- Requirements:
Give back the whole listing below unchanged, line for line.

(Records from a dataset)

----------------------------------------

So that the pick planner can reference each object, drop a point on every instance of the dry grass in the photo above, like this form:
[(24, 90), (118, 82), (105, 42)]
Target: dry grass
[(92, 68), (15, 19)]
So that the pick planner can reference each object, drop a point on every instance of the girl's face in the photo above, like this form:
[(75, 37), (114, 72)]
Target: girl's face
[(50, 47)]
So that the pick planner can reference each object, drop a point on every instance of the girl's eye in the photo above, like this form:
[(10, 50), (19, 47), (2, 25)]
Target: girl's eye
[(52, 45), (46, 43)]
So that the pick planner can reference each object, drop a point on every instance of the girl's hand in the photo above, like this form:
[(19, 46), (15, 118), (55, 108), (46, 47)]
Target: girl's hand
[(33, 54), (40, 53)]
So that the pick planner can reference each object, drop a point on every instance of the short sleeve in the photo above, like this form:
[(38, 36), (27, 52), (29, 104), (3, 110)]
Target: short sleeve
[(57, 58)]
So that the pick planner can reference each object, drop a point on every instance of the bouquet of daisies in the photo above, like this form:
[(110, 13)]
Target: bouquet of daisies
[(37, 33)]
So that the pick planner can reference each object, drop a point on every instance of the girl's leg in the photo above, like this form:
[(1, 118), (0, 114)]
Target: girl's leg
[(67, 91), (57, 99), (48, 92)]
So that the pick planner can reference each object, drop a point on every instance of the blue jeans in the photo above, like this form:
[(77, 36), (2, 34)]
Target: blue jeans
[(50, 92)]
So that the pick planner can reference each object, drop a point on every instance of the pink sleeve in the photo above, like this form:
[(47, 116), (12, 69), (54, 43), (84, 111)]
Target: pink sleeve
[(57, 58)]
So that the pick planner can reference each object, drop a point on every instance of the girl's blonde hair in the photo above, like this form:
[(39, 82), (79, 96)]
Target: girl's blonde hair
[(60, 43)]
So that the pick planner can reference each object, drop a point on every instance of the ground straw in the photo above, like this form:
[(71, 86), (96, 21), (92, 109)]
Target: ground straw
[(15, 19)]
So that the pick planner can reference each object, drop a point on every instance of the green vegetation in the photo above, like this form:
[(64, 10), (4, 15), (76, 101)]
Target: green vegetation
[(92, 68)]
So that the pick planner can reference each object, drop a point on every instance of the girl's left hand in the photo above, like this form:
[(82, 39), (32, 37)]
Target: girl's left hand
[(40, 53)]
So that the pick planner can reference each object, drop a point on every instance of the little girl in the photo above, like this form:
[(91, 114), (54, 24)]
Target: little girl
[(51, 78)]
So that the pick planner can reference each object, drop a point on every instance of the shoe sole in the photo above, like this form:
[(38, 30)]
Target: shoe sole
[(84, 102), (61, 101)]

----------------------------------------

- Exercise solution:
So that the pick planner can reference each object, drop a point on every instance of the dry grass in the photo above, like this form:
[(24, 90), (118, 82), (105, 42)]
Target: dry grass
[(92, 68), (15, 19)]
So that the pick planner can reference each object, drop a point on every instance of the girl's face in the photo above, like this form:
[(75, 37), (114, 72)]
Target: girl's face
[(50, 47)]
So that the pick planner can reference each object, drop a point on every instance of the girl's eye in the photo above, like this form:
[(10, 50), (19, 47), (2, 25)]
Target: girl's eye
[(52, 45), (46, 43)]
So that the pick planner can reference each object, drop a point on every instance of the girl's hand in the photo above, like this form:
[(19, 46), (15, 118), (55, 108), (46, 47)]
Target: girl's hand
[(33, 54), (40, 53)]
So that the pick planner can reference each object, drop a point on every instance of the short sleeve in the photo above, like this form:
[(38, 36), (27, 52), (29, 104), (3, 110)]
Target: short sleeve
[(57, 58)]
So that the pick planner can reference each object, drop a point on every instance of the bouquet of daisies in the photo above, like this form:
[(110, 13)]
Target: bouquet of daisies
[(37, 33)]
So that the pick planner can reference each object, drop a point on every instance of the girl's leg in the photo above, like this form:
[(1, 118), (0, 114)]
Target: girl's leg
[(67, 91), (57, 99), (48, 92)]
So that the pick planner can reference each object, drop a point on every instance of the blue jeans in the photo above, like this form:
[(77, 36), (2, 34)]
Target: blue jeans
[(50, 92)]
So that the pick planner can reference each object, drop a point on every instance of the pink sleeve in the photo above, like this form:
[(47, 116), (12, 69), (54, 43), (84, 111)]
Target: pink sleeve
[(57, 58)]
So that the pick planner can reference each object, drop a point on every instance of the girl's blonde hair in the photo above, like this form:
[(39, 82), (79, 96)]
Target: girl's blonde hair
[(60, 43)]
So that the pick planner can reference each object, drop a point on every instance of the ground straw in the photo above, like this form:
[(71, 86), (96, 21), (92, 109)]
Target: ground straw
[(15, 19)]
So that the pick planner can reference each object, drop a point on every instance of the green vegetation in the photo above, like this form:
[(64, 10), (4, 15), (76, 101)]
Target: green vegetation
[(92, 68)]
So that the pick planner can reference each object, drop a point on every instance of the girl's left hand in the photo above, like this form:
[(82, 39), (32, 37)]
Target: girl's left hand
[(40, 53)]
So that the pick planner can reference each object, drop a point on every instance of the little girl in the photo above, like this form:
[(91, 114), (54, 24)]
Target: little girl
[(51, 78)]
So that the pick planner can reference each object, drop a point on every instance of the shoe sole in the photo above, like this form:
[(38, 30)]
Target: shoe sole
[(84, 102), (61, 101)]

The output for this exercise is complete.